**DIRECTIONS**: In the records below, which lines include "Target"? Copy them.

Items listed in a dataset
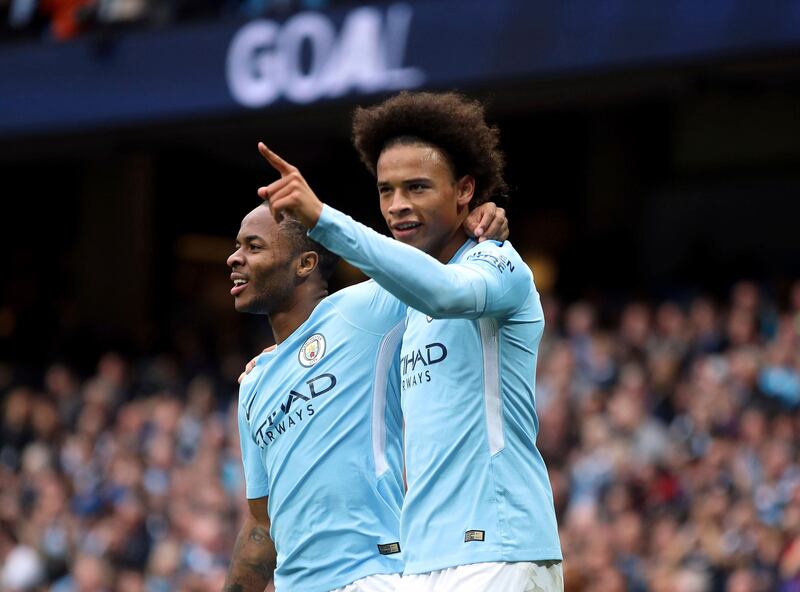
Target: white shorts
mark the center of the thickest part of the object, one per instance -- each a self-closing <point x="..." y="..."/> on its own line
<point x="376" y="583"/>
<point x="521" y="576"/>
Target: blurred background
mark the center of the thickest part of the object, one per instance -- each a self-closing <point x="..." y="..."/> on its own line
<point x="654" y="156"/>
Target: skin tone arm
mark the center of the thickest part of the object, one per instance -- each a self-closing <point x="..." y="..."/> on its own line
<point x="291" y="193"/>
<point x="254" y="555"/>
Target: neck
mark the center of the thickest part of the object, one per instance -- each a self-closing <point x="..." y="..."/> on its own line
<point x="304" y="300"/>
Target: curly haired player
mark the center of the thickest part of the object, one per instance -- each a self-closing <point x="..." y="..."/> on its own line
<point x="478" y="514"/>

...

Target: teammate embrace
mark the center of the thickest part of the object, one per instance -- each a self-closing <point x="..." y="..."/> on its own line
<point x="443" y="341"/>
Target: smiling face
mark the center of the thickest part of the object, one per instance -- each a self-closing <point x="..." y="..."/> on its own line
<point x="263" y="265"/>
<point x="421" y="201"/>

**EXPECTED OUTPUT**:
Target: white shorts
Target: blurred background
Target: skin tone arm
Target: neck
Target: curly haired player
Target: teammate embrace
Target: smiling face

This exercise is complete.